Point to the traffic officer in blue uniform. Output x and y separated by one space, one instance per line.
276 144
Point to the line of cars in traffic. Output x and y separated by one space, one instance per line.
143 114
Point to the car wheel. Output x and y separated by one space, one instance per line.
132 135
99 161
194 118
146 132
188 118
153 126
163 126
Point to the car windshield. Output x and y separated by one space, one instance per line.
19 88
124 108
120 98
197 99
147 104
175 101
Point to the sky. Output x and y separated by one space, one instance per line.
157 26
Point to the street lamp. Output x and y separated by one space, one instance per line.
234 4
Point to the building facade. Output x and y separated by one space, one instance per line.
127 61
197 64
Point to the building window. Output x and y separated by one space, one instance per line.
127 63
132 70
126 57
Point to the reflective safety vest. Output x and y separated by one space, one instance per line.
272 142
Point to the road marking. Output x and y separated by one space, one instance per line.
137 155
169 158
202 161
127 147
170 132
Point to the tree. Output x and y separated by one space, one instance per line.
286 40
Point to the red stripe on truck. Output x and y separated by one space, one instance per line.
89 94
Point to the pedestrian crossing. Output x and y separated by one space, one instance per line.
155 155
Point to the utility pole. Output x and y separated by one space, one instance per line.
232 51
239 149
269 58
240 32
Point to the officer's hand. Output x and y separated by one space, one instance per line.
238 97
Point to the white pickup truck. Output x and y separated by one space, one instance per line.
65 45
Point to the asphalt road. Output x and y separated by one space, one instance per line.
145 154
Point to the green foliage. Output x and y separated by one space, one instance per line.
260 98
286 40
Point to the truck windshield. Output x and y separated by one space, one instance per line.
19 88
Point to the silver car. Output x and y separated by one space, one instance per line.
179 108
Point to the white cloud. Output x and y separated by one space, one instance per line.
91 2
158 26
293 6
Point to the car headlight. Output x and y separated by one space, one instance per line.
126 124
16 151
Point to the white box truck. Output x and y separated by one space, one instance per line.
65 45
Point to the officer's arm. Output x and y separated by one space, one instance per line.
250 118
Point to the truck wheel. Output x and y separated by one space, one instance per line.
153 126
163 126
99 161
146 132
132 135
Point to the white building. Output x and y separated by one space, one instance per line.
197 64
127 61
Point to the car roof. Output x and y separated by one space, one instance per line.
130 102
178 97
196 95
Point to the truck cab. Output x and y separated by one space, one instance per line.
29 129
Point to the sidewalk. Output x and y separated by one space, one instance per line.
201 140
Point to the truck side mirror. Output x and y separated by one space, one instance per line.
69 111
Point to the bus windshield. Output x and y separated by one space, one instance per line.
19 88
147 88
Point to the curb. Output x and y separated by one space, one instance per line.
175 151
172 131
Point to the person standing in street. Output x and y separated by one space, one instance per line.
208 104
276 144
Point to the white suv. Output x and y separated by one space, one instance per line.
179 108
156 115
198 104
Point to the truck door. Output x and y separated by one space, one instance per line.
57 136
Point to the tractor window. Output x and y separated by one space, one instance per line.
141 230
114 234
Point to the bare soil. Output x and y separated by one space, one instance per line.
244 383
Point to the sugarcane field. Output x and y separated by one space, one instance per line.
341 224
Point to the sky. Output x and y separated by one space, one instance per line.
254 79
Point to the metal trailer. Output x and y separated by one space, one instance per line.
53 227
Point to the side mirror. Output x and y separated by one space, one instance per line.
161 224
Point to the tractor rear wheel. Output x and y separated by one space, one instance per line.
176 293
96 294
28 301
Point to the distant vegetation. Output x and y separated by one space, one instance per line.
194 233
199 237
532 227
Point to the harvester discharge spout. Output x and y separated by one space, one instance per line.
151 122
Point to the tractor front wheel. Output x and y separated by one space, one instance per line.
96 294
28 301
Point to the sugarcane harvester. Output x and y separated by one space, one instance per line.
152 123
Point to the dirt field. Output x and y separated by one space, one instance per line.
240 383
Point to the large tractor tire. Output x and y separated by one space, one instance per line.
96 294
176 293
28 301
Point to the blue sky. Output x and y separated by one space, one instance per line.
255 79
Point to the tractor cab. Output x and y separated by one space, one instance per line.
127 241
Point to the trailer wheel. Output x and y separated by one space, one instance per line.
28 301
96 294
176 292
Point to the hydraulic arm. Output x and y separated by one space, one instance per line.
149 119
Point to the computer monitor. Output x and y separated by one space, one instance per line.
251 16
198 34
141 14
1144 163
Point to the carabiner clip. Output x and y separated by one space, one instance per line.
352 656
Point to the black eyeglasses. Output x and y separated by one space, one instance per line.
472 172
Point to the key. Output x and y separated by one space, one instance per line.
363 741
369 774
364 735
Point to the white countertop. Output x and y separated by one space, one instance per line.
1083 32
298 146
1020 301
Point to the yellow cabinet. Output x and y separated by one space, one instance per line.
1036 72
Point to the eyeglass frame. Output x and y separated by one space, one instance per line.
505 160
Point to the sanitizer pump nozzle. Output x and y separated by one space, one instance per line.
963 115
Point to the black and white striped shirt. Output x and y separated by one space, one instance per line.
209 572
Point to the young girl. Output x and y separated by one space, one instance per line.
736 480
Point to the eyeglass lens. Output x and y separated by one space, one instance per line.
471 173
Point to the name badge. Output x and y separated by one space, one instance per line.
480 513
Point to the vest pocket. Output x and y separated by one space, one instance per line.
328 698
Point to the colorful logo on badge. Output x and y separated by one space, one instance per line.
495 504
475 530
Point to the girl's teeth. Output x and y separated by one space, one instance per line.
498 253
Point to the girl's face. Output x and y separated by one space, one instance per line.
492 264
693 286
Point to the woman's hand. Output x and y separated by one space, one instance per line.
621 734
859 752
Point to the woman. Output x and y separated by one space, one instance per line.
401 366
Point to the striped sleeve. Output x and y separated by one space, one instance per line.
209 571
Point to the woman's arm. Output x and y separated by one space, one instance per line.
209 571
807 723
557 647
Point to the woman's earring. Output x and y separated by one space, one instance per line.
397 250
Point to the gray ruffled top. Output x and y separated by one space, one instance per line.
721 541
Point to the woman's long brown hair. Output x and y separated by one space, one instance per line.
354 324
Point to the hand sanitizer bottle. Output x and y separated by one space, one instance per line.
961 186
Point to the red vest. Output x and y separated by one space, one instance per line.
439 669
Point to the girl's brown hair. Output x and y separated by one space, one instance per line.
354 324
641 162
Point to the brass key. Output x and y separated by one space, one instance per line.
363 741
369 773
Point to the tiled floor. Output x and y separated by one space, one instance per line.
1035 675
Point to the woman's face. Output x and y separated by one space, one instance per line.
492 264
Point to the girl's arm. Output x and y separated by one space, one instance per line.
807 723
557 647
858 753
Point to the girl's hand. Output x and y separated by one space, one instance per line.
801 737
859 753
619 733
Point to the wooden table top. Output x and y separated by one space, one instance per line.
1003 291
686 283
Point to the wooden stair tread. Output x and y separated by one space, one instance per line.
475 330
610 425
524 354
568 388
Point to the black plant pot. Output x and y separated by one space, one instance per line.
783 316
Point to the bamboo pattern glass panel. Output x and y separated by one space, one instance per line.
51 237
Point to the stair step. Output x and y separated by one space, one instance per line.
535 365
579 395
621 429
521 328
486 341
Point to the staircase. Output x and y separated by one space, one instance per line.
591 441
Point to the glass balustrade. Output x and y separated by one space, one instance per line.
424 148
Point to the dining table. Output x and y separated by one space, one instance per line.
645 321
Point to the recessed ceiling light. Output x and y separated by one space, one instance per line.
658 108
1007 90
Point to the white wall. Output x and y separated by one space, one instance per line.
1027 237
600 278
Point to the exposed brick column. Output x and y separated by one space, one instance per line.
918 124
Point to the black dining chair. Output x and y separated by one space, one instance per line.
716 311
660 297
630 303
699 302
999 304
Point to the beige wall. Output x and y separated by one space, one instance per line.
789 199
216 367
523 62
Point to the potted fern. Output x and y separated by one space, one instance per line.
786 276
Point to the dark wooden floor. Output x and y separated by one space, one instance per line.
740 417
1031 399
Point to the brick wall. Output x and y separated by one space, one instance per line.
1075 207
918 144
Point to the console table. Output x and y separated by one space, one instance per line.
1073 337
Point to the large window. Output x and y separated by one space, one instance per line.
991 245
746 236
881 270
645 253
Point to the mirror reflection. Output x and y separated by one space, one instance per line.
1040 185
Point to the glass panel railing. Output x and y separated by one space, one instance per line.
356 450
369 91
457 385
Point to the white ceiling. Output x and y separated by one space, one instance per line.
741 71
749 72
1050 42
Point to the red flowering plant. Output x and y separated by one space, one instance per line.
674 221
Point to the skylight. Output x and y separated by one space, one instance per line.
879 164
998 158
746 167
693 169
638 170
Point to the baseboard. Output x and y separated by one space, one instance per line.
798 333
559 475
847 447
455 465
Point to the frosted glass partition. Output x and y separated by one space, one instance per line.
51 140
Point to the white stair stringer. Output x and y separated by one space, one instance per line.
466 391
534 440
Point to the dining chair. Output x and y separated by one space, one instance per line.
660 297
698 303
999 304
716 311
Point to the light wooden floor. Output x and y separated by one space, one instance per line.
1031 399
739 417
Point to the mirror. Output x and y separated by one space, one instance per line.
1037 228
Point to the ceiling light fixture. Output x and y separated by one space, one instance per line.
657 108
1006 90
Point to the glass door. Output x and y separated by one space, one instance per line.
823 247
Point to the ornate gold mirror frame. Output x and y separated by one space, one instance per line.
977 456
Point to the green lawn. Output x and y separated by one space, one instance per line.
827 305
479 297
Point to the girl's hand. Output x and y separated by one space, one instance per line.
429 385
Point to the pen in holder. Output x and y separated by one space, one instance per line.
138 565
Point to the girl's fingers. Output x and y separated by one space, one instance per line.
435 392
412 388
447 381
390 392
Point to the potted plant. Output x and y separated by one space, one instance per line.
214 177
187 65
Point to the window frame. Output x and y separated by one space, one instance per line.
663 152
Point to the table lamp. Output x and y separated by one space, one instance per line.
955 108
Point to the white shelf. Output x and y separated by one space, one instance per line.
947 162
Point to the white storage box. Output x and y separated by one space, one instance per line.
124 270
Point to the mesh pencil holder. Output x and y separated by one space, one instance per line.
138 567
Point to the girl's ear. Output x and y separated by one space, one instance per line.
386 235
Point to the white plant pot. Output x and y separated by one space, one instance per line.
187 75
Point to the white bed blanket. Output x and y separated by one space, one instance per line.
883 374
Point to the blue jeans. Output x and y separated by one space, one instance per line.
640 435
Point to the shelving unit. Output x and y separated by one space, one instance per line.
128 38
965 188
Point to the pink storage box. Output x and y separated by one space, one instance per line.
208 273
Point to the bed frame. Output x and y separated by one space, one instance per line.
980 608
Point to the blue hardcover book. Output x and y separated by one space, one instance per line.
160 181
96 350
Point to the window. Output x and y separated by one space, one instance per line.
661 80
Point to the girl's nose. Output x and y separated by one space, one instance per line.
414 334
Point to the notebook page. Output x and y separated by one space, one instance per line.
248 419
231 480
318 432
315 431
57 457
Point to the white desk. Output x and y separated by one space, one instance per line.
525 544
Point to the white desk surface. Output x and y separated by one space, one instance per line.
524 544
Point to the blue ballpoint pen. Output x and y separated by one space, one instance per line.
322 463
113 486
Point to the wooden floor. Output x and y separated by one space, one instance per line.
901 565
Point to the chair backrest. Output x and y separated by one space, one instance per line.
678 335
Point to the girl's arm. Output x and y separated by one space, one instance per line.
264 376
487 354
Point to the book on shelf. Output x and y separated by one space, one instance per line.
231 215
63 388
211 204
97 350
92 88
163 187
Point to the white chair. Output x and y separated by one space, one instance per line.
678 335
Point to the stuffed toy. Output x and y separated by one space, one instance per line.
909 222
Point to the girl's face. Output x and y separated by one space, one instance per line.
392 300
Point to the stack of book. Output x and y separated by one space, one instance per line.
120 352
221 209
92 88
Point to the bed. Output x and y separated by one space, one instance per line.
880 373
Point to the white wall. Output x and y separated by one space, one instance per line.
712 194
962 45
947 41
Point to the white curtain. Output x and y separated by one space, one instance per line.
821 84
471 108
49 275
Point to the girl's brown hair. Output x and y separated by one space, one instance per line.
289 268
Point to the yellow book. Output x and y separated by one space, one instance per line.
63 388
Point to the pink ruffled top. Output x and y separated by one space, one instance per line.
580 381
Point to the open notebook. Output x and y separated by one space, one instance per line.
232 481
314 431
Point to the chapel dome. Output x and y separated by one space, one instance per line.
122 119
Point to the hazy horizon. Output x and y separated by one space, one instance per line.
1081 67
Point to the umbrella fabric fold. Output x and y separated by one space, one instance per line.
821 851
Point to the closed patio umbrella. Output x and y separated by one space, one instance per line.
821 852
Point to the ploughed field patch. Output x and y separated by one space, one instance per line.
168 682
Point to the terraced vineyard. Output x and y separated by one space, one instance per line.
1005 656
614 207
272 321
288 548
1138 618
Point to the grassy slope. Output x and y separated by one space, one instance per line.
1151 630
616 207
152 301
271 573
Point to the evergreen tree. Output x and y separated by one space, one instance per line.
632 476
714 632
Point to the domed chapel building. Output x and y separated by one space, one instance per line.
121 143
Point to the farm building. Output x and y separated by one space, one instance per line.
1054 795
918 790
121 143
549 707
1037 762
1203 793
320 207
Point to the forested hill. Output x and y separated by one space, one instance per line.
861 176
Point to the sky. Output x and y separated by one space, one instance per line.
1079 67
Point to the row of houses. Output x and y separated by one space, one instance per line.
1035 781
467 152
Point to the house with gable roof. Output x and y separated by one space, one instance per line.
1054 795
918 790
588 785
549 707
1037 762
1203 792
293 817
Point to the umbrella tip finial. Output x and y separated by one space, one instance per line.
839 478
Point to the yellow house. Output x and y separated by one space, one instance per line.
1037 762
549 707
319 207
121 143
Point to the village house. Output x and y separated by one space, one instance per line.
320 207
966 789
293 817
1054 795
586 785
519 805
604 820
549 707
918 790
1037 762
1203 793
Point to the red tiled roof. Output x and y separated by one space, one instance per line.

#####

## Instructions for the task
Starting at the line that contains "Point to the row", quote each remaining line of the entries above, unchanged.

## Written solution
Point to the row of houses. Output x and y separated by one space, one instance per line.
1035 781
467 152
Point to the house with gable roof. Output x and y separated by one space, one instance per line.
1054 795
918 790
588 785
549 707
1037 762
1203 792
293 817
Point to the umbrella tip finial. Output x and y separated by one space, one instance per line.
839 478
Point to the yellow house. Output x and y separated by one space, one instance per line.
1037 762
549 707
319 207
121 143
Point to the village house. Output x and y separated by one space, one instance per line.
320 207
966 789
293 817
1054 795
586 785
519 805
604 820
549 707
918 790
1037 762
1203 793
Point to the red tiled roof. Output x and y separated by one space, one instance per line.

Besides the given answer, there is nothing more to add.